▶ _What to do_
Turn every line of the items below into a JSON list of strings with one string per line, omitting any blank lines.

============

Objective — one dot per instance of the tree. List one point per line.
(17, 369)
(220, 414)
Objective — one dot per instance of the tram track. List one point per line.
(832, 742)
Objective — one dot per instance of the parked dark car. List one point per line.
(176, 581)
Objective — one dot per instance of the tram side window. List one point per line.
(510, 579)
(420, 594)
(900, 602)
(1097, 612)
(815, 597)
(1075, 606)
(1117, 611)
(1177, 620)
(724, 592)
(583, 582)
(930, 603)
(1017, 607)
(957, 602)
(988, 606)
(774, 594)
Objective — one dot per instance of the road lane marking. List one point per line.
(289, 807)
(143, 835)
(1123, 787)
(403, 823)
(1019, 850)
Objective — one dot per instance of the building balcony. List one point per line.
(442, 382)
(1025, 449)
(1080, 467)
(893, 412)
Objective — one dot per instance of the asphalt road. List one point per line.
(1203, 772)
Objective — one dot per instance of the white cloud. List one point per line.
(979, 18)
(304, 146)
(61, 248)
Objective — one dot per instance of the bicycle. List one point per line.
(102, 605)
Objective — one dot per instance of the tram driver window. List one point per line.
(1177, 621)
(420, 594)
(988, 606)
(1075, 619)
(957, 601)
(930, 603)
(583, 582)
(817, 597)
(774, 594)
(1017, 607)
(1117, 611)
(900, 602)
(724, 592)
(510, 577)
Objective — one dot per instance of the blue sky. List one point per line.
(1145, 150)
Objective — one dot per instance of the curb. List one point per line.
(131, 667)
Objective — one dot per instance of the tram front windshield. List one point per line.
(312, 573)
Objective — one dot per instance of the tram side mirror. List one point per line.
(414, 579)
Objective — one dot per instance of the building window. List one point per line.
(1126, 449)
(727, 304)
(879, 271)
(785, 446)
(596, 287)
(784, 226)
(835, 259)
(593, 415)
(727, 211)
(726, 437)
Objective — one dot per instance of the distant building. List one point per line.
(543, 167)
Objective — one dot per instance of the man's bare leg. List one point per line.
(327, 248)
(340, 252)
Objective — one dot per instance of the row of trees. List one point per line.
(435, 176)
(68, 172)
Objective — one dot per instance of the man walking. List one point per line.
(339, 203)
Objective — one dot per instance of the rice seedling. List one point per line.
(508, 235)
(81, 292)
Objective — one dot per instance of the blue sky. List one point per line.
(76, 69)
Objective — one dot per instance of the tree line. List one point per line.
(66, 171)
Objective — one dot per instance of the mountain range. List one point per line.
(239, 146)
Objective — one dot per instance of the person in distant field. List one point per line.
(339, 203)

============

▶ _Response below_
[
  "Objective — one dot per instance of the tree. List one point per line.",
  "(17, 369)",
  "(220, 414)",
  "Objective — one dot per instance of the tram track. List one point per line.",
  "(832, 742)",
  "Objective — one dot per instance of the parked dark car. List one point per line.",
  "(176, 581)",
  "Objective — one dot per instance of the tram side window. List one point per line.",
  "(510, 579)",
  "(420, 594)",
  "(900, 602)",
  "(1097, 612)",
  "(815, 597)",
  "(1075, 606)",
  "(1117, 611)",
  "(1177, 620)",
  "(724, 592)",
  "(583, 582)",
  "(930, 603)",
  "(1017, 607)",
  "(957, 602)",
  "(988, 606)",
  "(774, 594)",
  "Objective — one dot per instance of the road lane marking. List one point per line.",
  "(289, 807)",
  "(143, 835)",
  "(1123, 787)",
  "(403, 823)",
  "(1019, 850)",
  "Objective — one dot per instance of the building balcony. List one point per line.",
  "(442, 382)",
  "(1025, 449)",
  "(1080, 467)",
  "(893, 412)",
  "Objective — one dot per instance of the asphalt road. List one point per line.",
  "(1203, 772)",
  "Objective — one dot per instance of the white cloud. List one point per line.",
  "(979, 18)",
  "(304, 146)",
  "(61, 248)",
  "Objective — one dot per instance of the bicycle. List one point per line.",
  "(102, 605)",
  "Objective — one dot per instance of the tram driver window. List one point per line.",
  "(1177, 621)",
  "(420, 594)",
  "(988, 606)",
  "(1075, 619)",
  "(957, 601)",
  "(930, 603)",
  "(583, 582)",
  "(817, 597)",
  "(774, 594)",
  "(1017, 607)",
  "(1117, 611)",
  "(900, 602)",
  "(724, 592)",
  "(510, 577)",
  "Objective — one dot per instance of the blue sky. List one point per line.",
  "(1145, 150)",
  "Objective — one dot per instance of the curb. List one point per line.",
  "(131, 667)",
  "Objective — one dot per instance of the tram front windshield. List one point per line.",
  "(312, 573)",
  "Objective — one dot per instance of the tram side mirror. List one point per line.",
  "(414, 579)",
  "Objective — one dot per instance of the building window. List one point per line.",
  "(1126, 449)",
  "(727, 304)",
  "(879, 271)",
  "(785, 446)",
  "(596, 287)",
  "(784, 226)",
  "(835, 259)",
  "(593, 415)",
  "(727, 211)",
  "(726, 437)",
  "Objective — one dot per instance of the distant building. List one point per line.",
  "(543, 167)",
  "Objective — one dot per instance of the man's bare leg. List one point per line.",
  "(327, 248)",
  "(340, 252)",
  "Objective — one dot per instance of the row of trees. List one point per line.",
  "(435, 176)",
  "(68, 172)",
  "Objective — one dot per instance of the man walking. List one point per line.",
  "(339, 203)",
  "Objective — one dot per instance of the rice seedling. List one point per line.",
  "(508, 235)",
  "(81, 292)",
  "Objective — one dot per instance of the blue sky. List one point per line.",
  "(76, 69)",
  "Objective — one dot per instance of the tree line. List one point per line.",
  "(66, 171)",
  "Objective — one dot per instance of the mountain range. List one point per line.",
  "(239, 146)",
  "Objective — one dot per instance of the person in distant field. List one point per line.",
  "(339, 203)"
]